» **Qué hacer**
Devuelve, copiado al pie de la letra, el pasaje del fragmento para leer que va entre "En el evangelio" y "el Espíritu Santo.", ambos incluidos.

» **Fragmento para leer**
↓

Mt 9,32-38
En aquel tiempo, presentaron e Jesús un mudo endemoniado. Y, tras expulsar al demonio, rompió a hablar el mudo. La gente, admirada, decía: “Jamás se vio cosa igual en Israel.” Pero los fariseos comentaban: “Por el Príncipe de los demonios expulsa a los demonios.” Jesús recorría todos los pueblos y aldeas, enseñando en sus sinagogas, proclamando la Buena Nueva del Reino y sanando toda enfermedad y dolencia.
Al ver tanta gente, sintió compasión de ellos, porque estaban vejados y abatidos, como ovejas que no tienen pastor. Entonces dijo a sus discípulos: “La mies es mucha y los obreros pocos. Rogad, pues, al Dueño de la mies que envíe obreros a su mies.”
En el evangelio de hoy, los fariseos le hacen una acusación grave y absurda al Señor: “Por el Príncipe de los demonios expulsa a los demonios.” Aquí nos encontramos con el gran peligro de cometer el pecado contra el Espíritu Santo.
El pecado contra el Espíritu Santo consiste en actuar con plena consciencia en contra de aquello que se reconoce como revelado por Dios, y, en consecuencia, cerrarse deliberadamente a la verdad. En el caso del Diablo, podemos suponer con justa razón que en él habita este abismo de malicia; mientras que en el caso de las personas no podemos decirlo con certeza, puesto que somos incapaces de conocer hasta el fondo la situación de su alma y de su espíritu. ¡Sólo Dios la conoce!

↑

Datos de localización de puntos
↓

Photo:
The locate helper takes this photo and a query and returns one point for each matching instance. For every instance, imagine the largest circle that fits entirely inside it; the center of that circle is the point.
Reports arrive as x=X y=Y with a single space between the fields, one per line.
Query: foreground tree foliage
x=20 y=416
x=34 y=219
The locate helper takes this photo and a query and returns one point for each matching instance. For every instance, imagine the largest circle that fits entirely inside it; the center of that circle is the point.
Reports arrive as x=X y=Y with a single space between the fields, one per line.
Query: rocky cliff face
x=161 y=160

↑

» **Solución**
En el evangelio de hoy, los fariseos le hacen una acusación grave y absurda al Señor: “Por el Príncipe de los demonios expulsa a los demonios.” Aquí nos encontramos con el gran peligro de cometer el pecado contra el Espíritu Santo.